→ Excerpts of annotation records:
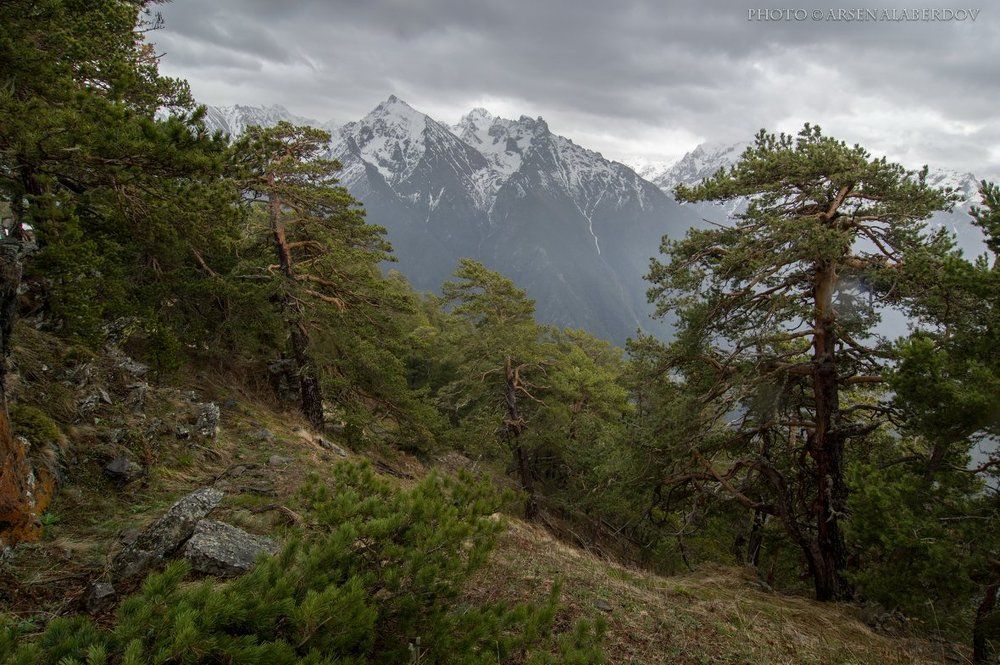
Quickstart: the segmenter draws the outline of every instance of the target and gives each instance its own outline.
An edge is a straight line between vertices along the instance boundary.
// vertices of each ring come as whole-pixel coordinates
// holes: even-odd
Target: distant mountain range
[[[633,169],[554,134],[542,118],[477,108],[447,125],[396,96],[340,127],[281,106],[209,107],[206,116],[210,128],[233,136],[281,120],[331,131],[341,182],[388,229],[398,268],[417,289],[438,290],[471,257],[525,288],[539,320],[616,343],[637,329],[669,337],[668,323],[649,317],[642,276],[650,258],[664,235],[681,237],[738,207],[679,204],[672,190],[734,163],[746,147],[706,143],[674,164]],[[931,179],[965,197],[933,221],[978,253],[967,214],[976,178],[937,171]]]

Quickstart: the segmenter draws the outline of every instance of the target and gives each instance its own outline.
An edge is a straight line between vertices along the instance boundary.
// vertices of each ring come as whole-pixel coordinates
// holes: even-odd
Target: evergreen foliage
[[[503,529],[502,499],[467,476],[395,489],[343,463],[306,490],[311,529],[225,584],[151,575],[110,629],[53,620],[36,640],[0,633],[0,662],[600,663],[601,627],[555,636],[559,586],[538,603],[463,600]]]

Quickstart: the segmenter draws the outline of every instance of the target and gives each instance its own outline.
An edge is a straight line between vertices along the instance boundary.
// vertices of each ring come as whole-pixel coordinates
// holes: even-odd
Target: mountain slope
[[[672,196],[677,185],[695,185],[711,176],[720,168],[735,164],[749,143],[702,143],[669,166],[647,168],[645,177],[665,193]],[[970,222],[969,209],[979,203],[979,179],[972,173],[960,173],[948,169],[933,169],[928,173],[928,183],[934,187],[951,187],[958,192],[960,200],[951,212],[941,212],[930,220],[931,226],[944,226],[955,232],[958,246],[969,256],[980,254],[985,245],[982,234]],[[742,203],[717,205],[712,203],[694,204],[699,217],[707,217],[721,222],[725,216],[740,209]]]
[[[637,328],[663,332],[642,275],[660,238],[695,218],[543,119],[475,109],[449,128],[393,96],[345,125],[331,155],[418,289],[471,257],[513,277],[543,322],[619,343]]]
[[[105,350],[89,359],[93,371],[86,384],[62,386],[64,363],[75,363],[74,357],[41,352],[49,345],[59,348],[61,342],[33,329],[19,339],[14,351],[18,367],[31,369],[26,377],[36,377],[19,384],[26,394],[59,394],[70,405],[83,403],[95,390],[108,396],[107,402],[94,405],[91,415],[100,417],[78,425],[77,461],[50,510],[46,538],[8,552],[0,566],[0,612],[22,618],[30,633],[37,633],[38,624],[49,617],[82,612],[93,602],[90,583],[108,581],[104,569],[109,554],[176,499],[199,488],[225,493],[212,519],[286,539],[307,514],[302,489],[313,482],[307,479],[328,479],[332,466],[345,456],[369,460],[385,481],[400,487],[430,472],[469,470],[505,482],[502,469],[456,452],[421,461],[383,446],[355,446],[347,435],[318,436],[299,414],[280,410],[272,396],[231,385],[232,377],[211,369],[182,385],[149,379],[142,409],[122,409],[136,363]],[[43,362],[48,371],[42,371]],[[217,433],[208,440],[175,435],[189,431],[202,401],[224,405]],[[54,412],[65,411],[60,400],[49,404]],[[146,450],[155,454],[144,457],[139,450],[149,442],[111,443],[123,431],[151,428],[152,448]],[[141,480],[124,484],[103,471],[107,460],[122,451],[146,465]],[[593,543],[577,546],[571,537],[556,537],[557,523],[550,530],[516,517],[507,516],[505,522],[497,548],[458,602],[474,607],[483,600],[538,601],[559,581],[563,609],[557,625],[602,617],[608,625],[608,663],[968,662],[968,650],[959,645],[879,634],[860,620],[855,606],[774,592],[739,569],[702,566],[661,576],[615,562]],[[117,593],[111,604],[131,589],[113,581]],[[109,621],[112,607],[90,611]]]
[[[236,135],[280,120],[324,126],[280,106],[209,107],[207,123]],[[449,126],[393,95],[333,128],[329,154],[369,220],[388,230],[398,268],[416,288],[438,290],[460,258],[474,258],[525,288],[540,321],[621,343],[637,329],[671,334],[668,322],[650,318],[642,278],[662,237],[724,222],[742,205],[678,204],[674,187],[733,164],[747,145],[704,143],[640,175],[553,133],[542,118],[476,108]],[[976,178],[932,171],[930,180],[963,196],[931,223],[953,229],[966,253],[980,253],[968,216]]]

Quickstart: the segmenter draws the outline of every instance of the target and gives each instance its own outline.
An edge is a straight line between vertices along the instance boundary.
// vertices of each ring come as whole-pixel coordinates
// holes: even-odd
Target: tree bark
[[[270,176],[269,184],[274,185],[274,177]],[[295,285],[295,272],[292,264],[292,252],[288,246],[285,224],[281,220],[281,199],[271,195],[268,201],[268,218],[271,232],[274,236],[274,248],[278,254],[278,265],[288,282],[288,287]],[[302,305],[290,293],[283,296],[282,308],[291,327],[292,359],[295,361],[295,373],[299,379],[299,399],[302,413],[309,424],[316,429],[322,429],[323,389],[319,382],[319,372],[309,355],[309,334],[305,328],[305,314]]]
[[[814,584],[817,600],[843,596],[843,570],[847,547],[840,529],[840,517],[847,502],[844,482],[844,438],[839,431],[840,393],[837,382],[833,292],[837,271],[833,263],[817,266],[813,287],[815,334],[813,336],[813,397],[816,427],[807,441],[815,463],[816,552]]]
[[[521,417],[517,406],[517,371],[514,369],[514,361],[510,356],[504,361],[504,374],[506,378],[504,403],[507,408],[504,429],[507,432],[508,440],[514,452],[514,463],[517,466],[517,475],[521,481],[521,489],[528,495],[524,504],[524,516],[527,519],[531,519],[538,514],[538,499],[535,496],[535,480],[531,473],[528,454],[521,444],[521,434],[524,432],[524,419]]]
[[[3,463],[0,466],[0,547],[37,540],[41,535],[38,518],[44,508],[36,496],[35,475],[27,452],[14,438],[7,411],[7,356],[17,316],[21,252],[20,242],[0,240],[0,461]]]

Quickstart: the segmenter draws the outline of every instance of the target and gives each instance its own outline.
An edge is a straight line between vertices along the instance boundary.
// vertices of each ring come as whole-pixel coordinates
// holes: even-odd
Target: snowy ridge
[[[748,142],[706,142],[699,144],[673,164],[643,163],[635,165],[635,168],[643,178],[672,196],[677,185],[696,185],[720,168],[732,166],[750,145]],[[951,187],[958,192],[960,202],[956,209],[968,210],[978,201],[979,181],[972,173],[931,169],[927,182],[933,187]]]
[[[511,120],[476,108],[447,127],[395,95],[335,132],[330,152],[344,164],[341,180],[348,187],[374,167],[390,187],[406,189],[423,164],[447,161],[463,181],[465,195],[487,213],[505,184],[519,186],[519,176],[541,177],[547,188],[566,193],[588,219],[597,205],[637,199],[641,207],[646,195],[644,181],[632,169],[553,134],[542,118]],[[411,200],[435,206],[441,196]]]
[[[247,127],[273,127],[282,120],[293,125],[309,125],[319,127],[315,120],[297,116],[280,104],[271,106],[207,106],[205,107],[205,125],[210,130],[219,130],[232,137],[239,136]]]

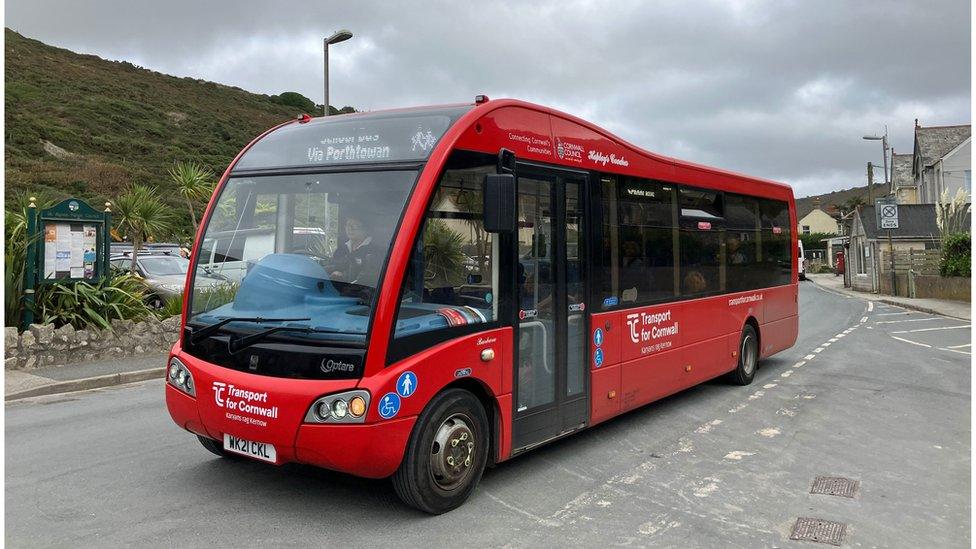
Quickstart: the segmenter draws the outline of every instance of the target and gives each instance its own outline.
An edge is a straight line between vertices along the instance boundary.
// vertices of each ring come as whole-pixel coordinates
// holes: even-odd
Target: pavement
[[[85,391],[162,378],[167,353],[4,372],[4,400]]]
[[[897,305],[899,307],[905,307],[906,309],[913,309],[916,311],[921,311],[926,313],[950,316],[952,318],[958,318],[962,320],[972,320],[973,318],[972,303],[968,301],[953,301],[951,299],[898,297],[898,296],[890,296],[890,295],[872,294],[868,292],[859,292],[856,290],[852,290],[850,288],[845,288],[844,277],[833,275],[833,274],[808,274],[807,279],[813,282],[814,284],[820,285],[828,290],[840,292],[842,294],[851,297],[857,297],[860,299],[866,299],[870,301],[878,301],[881,303],[887,303],[889,305]]]
[[[218,458],[164,380],[8,402],[8,547],[970,547],[968,322],[800,285],[796,344],[527,452],[432,517],[388,481]],[[341,449],[337,449],[341,451]],[[811,493],[818,476],[852,497]]]

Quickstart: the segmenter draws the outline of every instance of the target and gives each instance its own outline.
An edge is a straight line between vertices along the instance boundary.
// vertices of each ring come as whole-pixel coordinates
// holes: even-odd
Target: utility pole
[[[868,162],[868,205],[874,206],[874,166]]]
[[[352,33],[346,29],[342,29],[332,36],[322,40],[322,58],[324,61],[324,70],[322,72],[324,74],[325,91],[325,100],[323,101],[324,105],[322,106],[322,110],[325,111],[322,113],[323,116],[329,116],[329,46],[332,44],[338,44],[339,42],[344,42],[350,38],[352,38]]]

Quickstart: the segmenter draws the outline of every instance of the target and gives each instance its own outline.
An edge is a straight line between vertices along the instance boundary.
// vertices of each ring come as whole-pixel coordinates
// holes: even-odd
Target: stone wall
[[[4,367],[28,369],[165,352],[176,341],[179,329],[179,316],[163,321],[150,317],[138,323],[115,320],[111,330],[75,330],[70,324],[60,328],[52,324],[31,324],[27,331],[18,333],[17,328],[8,327],[4,328]]]

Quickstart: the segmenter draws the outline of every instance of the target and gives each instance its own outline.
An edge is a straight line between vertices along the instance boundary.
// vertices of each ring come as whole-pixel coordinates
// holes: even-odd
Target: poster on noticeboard
[[[44,280],[95,277],[98,257],[95,225],[49,221],[44,225]]]

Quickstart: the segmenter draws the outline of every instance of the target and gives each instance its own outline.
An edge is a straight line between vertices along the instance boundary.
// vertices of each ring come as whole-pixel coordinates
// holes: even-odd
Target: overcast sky
[[[968,124],[966,0],[290,3],[7,0],[28,37],[177,76],[360,110],[515,97],[652,151],[785,181],[864,184],[888,125]],[[533,7],[529,7],[529,6]],[[412,6],[407,9],[406,6]],[[881,170],[876,171],[880,182]]]

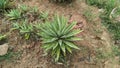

→ WHAT IS NEEDED:
Please copy the records word for word, from the start of the records up to and including the line with "Target: distant mountain range". Leave the pictures out of your answer.

→ ANSWER TO THIS PROBLEM:
Quickstart: the segmenter draws the outline of every instance of the target and gives each instance its own outline.
An edge is a straight line between vertices along the instance boundary.
// vertices of each ring come as whole-pixel coordinates
// holes: even-odd
Target: distant mountain range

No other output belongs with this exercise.